Problem description
Answer these questions from the forum thread about Windows below:
1. What key combination did the first commenter ask a relative to press?
2. Which edition of Windows does netsharc use?
3. According to rstuart4133, what kind of user would find the pause completely alien?

Source passage
--*--
Recently I was helping a relative do something on their Windows 11 machine and I asked them to press Windows key + R, type calc, press Enter. And I was astonished at the result. Literally: Mouth agape, frozen in astonishment for about 10 seconds.
I knew about the ads and tracking and the local account bullshit, but I didn't realize just how bad the Windows experience has become.
netsharc
a month ago
What does happen? I'm using Windows 10 Enterprise (is that GitHub repo to activate any license still around?) , with policy to disable Internet search from the start menu... so your story makes me wonder what the astonishment is.
rstuart4133
a month ago
I had a similar experience to the OP. After a new version of Windows I tried to run something, or maybe it was just pressing the Start button, and I waited, mouth open, wondering what in $DIETY's name was happening before it responded. The pause was completely alien to a Linux user, who is used to the Window manager unconditionally responding instantly. It would be alien to users of older versions of Windows too.
--*--
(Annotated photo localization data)
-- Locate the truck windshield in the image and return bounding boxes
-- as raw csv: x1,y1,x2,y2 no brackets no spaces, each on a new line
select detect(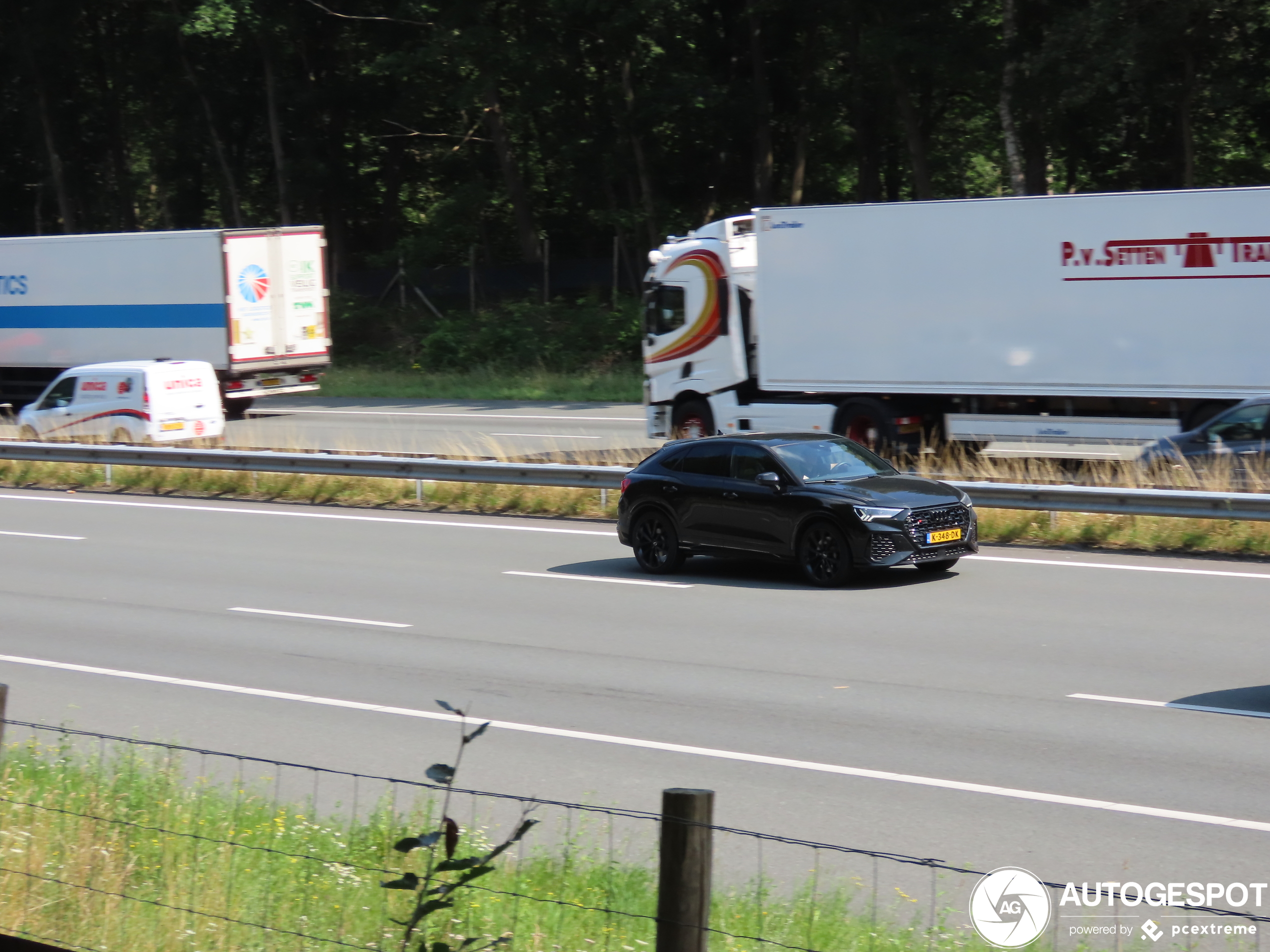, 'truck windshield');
644,284,684,335
772,439,896,482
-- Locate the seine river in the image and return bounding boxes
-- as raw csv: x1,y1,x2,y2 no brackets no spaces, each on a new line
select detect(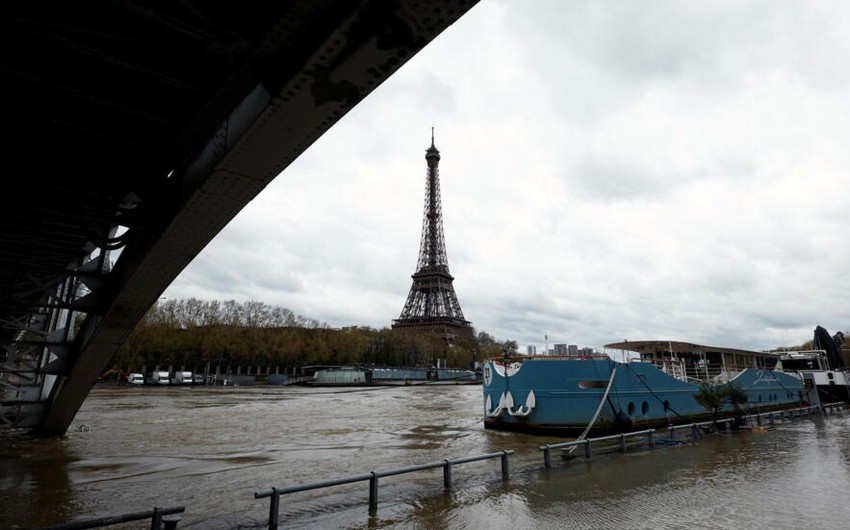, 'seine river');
0,386,850,530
--*--
Answer section
1. Windows key + R
2. Windows 10 Enterprise
3. A Linux user